AIM OF THE EXERCISE:
Please rewrite the stretch of records from the line containing "Identify every dishwasher handle." through the end, with "granite countertop" changed to "quartz countertop" and all else unchanged. Give back only that stretch.

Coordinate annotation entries
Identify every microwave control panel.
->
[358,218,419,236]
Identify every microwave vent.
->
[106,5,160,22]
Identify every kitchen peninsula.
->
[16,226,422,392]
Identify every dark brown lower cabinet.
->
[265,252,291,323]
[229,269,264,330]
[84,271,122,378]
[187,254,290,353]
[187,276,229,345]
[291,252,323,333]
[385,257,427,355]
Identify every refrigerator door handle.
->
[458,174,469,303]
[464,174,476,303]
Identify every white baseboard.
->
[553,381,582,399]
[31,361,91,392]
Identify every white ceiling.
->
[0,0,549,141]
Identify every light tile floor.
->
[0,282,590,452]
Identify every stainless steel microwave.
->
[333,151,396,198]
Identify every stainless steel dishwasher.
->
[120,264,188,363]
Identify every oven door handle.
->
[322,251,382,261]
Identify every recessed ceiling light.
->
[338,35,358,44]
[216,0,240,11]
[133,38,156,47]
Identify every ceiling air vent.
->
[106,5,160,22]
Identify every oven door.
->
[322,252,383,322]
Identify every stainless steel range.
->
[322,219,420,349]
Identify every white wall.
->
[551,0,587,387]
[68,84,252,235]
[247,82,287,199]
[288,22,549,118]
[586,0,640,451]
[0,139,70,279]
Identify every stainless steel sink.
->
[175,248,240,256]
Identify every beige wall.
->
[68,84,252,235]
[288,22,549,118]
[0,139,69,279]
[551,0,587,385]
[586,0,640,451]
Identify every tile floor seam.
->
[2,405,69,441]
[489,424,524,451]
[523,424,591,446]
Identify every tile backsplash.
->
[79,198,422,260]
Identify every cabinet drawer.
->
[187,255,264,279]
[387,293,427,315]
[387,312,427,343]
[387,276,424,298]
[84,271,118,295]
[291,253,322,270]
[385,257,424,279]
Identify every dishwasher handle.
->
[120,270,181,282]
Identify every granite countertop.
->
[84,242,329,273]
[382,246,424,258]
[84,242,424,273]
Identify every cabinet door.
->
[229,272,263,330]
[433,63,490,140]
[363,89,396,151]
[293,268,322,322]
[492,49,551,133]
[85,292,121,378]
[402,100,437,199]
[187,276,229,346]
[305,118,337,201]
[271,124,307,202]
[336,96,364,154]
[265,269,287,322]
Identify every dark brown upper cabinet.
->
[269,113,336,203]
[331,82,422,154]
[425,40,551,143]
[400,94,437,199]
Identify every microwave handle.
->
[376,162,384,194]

SOLUTION TO THE PROBLEM:
Identify every dishwasher handle.
->
[120,270,181,282]
Identify every quartz countertop.
->
[84,242,329,273]
[382,246,424,258]
[84,242,424,273]
Identify every cabinet door.
->
[229,272,263,330]
[433,63,490,140]
[363,89,396,151]
[293,268,322,322]
[492,49,551,133]
[85,292,121,378]
[402,100,437,199]
[187,276,229,346]
[305,118,337,201]
[271,124,307,202]
[336,96,364,154]
[265,269,287,322]
Identify every dark brown upper cabinet.
->
[269,113,336,203]
[331,82,422,154]
[425,40,551,143]
[400,94,437,199]
Identify every microwave handle.
->
[376,162,384,194]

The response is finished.